> _Brief_: Turn the material below into a numbered list, one line per item, and drop any blank lines.

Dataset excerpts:
== Segment start ==

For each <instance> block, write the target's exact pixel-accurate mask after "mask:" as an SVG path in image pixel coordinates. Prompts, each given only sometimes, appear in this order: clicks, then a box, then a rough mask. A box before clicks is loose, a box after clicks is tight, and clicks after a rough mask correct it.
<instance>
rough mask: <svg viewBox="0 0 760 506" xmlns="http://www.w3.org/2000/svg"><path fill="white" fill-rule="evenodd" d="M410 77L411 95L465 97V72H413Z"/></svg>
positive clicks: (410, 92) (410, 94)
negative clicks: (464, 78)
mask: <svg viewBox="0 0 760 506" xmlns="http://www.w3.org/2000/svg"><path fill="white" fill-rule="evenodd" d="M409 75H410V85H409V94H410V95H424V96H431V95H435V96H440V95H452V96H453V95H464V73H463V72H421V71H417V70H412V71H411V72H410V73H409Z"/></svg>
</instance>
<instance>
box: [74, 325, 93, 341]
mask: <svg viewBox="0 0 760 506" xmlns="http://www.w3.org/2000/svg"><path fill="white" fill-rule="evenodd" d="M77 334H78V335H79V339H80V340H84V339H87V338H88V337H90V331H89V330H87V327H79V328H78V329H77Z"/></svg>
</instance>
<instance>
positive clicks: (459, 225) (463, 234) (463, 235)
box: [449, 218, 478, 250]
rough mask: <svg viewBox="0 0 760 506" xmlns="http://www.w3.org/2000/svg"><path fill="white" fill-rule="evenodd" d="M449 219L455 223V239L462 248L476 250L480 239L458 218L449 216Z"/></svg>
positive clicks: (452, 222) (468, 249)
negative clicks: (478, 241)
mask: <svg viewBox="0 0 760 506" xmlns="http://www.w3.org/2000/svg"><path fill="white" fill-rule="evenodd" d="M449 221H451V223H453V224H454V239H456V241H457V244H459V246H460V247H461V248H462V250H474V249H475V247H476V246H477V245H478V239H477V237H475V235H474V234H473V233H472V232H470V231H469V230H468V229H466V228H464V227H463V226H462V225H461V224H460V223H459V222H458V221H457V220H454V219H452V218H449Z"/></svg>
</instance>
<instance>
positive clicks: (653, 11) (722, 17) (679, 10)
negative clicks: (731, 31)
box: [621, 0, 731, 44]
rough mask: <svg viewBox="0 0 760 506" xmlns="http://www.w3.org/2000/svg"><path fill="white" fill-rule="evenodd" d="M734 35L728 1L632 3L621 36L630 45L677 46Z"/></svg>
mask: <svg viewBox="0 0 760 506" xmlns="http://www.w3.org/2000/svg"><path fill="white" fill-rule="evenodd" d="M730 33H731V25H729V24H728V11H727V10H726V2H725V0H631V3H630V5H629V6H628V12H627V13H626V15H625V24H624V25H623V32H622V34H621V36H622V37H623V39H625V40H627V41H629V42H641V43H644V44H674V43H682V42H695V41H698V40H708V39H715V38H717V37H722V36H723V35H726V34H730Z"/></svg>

== Segment end ==

> _The completed task_:
1. For each <instance> block, write the target's exact pixel-accurate mask after "mask:" as an SVG path in image pixel coordinates. Prompts, each given only sometimes, appear in this order: clicks, then a box, then a rough mask. A box before clicks is loose, a box after clicks is tight, and clicks after a rough mask correct it.
2. <instance>
3. rough mask: <svg viewBox="0 0 760 506" xmlns="http://www.w3.org/2000/svg"><path fill="white" fill-rule="evenodd" d="M410 77L411 95L465 97V72H413Z"/></svg>
4. positive clicks: (410, 92) (410, 94)
5. negative clicks: (464, 78)
6. mask: <svg viewBox="0 0 760 506" xmlns="http://www.w3.org/2000/svg"><path fill="white" fill-rule="evenodd" d="M409 75H410V85H409V94H410V95H424V96H431V95H435V96H440V95H452V96H453V95H464V73H463V72H421V71H417V70H412V71H411V72H410V73H409Z"/></svg>
7. </instance>
8. <instance>
9. box: [74, 325, 93, 341]
10. mask: <svg viewBox="0 0 760 506" xmlns="http://www.w3.org/2000/svg"><path fill="white" fill-rule="evenodd" d="M77 334H78V335H79V339H80V340H84V339H87V338H88V337H90V331H89V330H87V327H79V328H78V329H77Z"/></svg>
11. </instance>
12. <instance>
13. positive clicks: (459, 225) (463, 234) (463, 235)
14. box: [449, 218, 478, 250]
15. rough mask: <svg viewBox="0 0 760 506" xmlns="http://www.w3.org/2000/svg"><path fill="white" fill-rule="evenodd" d="M449 219L455 223V239L462 248L476 250L480 239L458 218L449 216Z"/></svg>
16. positive clicks: (452, 222) (468, 249)
17. negative clicks: (478, 241)
18. mask: <svg viewBox="0 0 760 506" xmlns="http://www.w3.org/2000/svg"><path fill="white" fill-rule="evenodd" d="M449 221H451V223H453V224H454V239H456V241H457V244H459V246H460V247H461V248H462V250H474V249H475V247H476V246H477V245H478V239H477V237H475V235H474V234H473V233H472V232H470V231H469V230H468V229H466V228H464V227H463V226H462V225H461V224H460V223H459V222H458V221H457V220H454V219H452V218H449Z"/></svg>
19. </instance>
20. <instance>
21. positive clicks: (653, 11) (722, 17) (679, 10)
22. negative clicks: (731, 31)
23. box: [621, 0, 731, 44]
24. rough mask: <svg viewBox="0 0 760 506" xmlns="http://www.w3.org/2000/svg"><path fill="white" fill-rule="evenodd" d="M734 35L728 1L632 3L621 36L630 45L677 46Z"/></svg>
25. mask: <svg viewBox="0 0 760 506" xmlns="http://www.w3.org/2000/svg"><path fill="white" fill-rule="evenodd" d="M730 33H731V25H729V24H728V11H727V10H726V2H725V0H631V3H630V5H629V6H628V12H627V13H626V15H625V24H624V25H623V32H622V34H621V36H622V37H623V39H625V40H627V41H629V42H641V43H644V44H674V43H682V42H695V41H698V40H708V39H715V38H717V37H722V36H723V35H726V34H730Z"/></svg>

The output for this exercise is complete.